**What is being asked**
Find each line in the records below that contains the string "hill", and copy those lines out. Matching is case-sensitive.

═══ Data provided

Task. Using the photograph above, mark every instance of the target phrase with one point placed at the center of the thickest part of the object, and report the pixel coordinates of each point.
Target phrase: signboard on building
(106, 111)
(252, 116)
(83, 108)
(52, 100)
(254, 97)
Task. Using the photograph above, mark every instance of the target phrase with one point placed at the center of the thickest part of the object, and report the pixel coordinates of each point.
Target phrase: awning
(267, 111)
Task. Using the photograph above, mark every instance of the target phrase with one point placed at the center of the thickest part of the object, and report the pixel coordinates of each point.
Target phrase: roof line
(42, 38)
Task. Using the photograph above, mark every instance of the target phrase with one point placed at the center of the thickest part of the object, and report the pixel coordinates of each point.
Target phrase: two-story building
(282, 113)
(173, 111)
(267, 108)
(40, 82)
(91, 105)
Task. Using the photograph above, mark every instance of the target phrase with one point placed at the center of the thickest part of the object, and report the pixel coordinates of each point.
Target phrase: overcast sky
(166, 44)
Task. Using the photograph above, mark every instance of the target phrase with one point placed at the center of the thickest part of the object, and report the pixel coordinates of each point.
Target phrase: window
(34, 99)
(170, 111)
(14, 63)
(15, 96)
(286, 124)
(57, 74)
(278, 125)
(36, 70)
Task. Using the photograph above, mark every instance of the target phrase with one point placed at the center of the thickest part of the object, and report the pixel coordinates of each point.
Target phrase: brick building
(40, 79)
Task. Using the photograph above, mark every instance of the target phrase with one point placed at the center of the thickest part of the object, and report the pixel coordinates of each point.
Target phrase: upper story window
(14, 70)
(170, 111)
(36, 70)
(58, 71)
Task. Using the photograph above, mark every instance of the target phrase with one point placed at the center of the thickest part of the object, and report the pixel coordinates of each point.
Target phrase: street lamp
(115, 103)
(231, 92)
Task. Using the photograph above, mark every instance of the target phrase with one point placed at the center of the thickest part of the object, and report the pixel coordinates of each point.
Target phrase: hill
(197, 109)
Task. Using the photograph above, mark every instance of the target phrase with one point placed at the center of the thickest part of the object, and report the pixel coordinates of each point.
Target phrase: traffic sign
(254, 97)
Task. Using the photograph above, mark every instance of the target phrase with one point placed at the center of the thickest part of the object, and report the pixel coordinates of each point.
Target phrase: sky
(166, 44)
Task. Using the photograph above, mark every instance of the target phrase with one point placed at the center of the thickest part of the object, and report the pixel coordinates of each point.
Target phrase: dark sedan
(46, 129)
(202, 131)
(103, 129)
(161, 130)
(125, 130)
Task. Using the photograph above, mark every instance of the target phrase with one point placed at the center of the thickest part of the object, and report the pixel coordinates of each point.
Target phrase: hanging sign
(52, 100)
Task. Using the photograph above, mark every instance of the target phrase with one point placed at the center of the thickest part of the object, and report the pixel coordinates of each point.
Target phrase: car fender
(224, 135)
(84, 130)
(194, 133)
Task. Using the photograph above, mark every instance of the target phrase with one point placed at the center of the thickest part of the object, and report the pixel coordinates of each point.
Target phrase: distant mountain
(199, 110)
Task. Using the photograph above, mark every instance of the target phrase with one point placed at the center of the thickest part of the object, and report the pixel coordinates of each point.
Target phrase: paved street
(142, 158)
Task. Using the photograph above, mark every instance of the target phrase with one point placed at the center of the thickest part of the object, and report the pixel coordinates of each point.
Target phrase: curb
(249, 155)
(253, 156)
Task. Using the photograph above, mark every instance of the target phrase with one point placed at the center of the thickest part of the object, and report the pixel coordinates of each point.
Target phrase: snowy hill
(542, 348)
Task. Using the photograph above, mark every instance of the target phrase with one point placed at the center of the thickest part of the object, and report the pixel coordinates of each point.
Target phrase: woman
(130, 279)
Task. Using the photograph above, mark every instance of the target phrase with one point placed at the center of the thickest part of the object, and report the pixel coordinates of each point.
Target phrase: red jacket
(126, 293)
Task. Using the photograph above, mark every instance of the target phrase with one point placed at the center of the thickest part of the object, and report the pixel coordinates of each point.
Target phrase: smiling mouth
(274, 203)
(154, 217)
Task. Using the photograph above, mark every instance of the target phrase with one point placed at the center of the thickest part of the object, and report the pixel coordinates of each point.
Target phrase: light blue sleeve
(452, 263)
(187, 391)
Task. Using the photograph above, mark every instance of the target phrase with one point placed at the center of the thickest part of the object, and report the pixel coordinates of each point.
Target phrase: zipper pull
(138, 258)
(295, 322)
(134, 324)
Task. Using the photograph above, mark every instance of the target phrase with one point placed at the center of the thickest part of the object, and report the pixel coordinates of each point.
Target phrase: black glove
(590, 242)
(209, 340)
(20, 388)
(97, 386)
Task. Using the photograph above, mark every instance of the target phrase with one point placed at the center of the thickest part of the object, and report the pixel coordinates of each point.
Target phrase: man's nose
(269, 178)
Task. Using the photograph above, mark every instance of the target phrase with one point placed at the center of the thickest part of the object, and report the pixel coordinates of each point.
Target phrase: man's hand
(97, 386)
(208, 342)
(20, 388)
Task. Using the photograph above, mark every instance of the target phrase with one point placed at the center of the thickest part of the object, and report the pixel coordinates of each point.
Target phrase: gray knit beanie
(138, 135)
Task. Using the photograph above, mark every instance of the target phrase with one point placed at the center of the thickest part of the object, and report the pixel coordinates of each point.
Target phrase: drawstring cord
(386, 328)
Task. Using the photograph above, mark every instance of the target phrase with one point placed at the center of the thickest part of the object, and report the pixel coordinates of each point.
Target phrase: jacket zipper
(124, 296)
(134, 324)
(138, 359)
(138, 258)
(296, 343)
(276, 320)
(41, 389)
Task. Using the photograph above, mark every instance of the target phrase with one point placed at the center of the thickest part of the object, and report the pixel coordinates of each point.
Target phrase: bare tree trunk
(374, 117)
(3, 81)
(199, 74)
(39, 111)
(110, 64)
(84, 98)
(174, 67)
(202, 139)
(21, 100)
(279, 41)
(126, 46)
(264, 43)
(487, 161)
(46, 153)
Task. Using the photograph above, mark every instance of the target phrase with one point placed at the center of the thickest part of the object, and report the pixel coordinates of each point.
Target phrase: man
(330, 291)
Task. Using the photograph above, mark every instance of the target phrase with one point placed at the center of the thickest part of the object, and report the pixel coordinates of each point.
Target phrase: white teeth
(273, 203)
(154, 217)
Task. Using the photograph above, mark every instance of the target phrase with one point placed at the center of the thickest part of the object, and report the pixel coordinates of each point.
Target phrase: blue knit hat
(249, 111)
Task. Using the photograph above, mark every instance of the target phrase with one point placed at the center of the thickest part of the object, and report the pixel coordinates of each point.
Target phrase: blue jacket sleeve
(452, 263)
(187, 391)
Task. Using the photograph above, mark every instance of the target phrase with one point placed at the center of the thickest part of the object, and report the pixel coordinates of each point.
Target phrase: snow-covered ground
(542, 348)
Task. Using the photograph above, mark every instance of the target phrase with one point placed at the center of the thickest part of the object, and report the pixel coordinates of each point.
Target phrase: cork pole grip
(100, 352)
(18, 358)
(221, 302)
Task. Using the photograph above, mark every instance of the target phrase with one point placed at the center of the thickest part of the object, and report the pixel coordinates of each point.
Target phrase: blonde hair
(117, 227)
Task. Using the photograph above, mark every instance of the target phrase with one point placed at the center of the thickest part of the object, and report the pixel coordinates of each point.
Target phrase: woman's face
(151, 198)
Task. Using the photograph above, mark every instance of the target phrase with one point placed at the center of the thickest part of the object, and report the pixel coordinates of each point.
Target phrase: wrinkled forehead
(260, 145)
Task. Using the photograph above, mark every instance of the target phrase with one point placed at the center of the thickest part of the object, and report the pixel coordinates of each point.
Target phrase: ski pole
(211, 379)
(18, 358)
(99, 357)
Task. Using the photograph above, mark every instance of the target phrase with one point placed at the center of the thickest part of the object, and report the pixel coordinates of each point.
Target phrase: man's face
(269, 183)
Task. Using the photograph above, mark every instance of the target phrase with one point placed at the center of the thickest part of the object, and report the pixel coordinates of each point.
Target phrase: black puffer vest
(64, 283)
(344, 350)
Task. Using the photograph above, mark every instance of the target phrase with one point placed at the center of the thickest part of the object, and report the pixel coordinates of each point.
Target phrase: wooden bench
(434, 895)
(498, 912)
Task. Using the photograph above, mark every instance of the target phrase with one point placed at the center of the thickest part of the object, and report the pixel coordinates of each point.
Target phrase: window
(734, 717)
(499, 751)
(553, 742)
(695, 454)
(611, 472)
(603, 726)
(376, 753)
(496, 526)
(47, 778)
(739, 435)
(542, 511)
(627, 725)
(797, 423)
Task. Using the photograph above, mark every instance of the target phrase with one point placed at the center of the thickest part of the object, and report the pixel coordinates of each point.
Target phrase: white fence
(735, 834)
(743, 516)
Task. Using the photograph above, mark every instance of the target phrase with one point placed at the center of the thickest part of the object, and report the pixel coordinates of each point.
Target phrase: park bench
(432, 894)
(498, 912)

══════

**Task solution**
Target phrase: hill
Target phrase: snowy hill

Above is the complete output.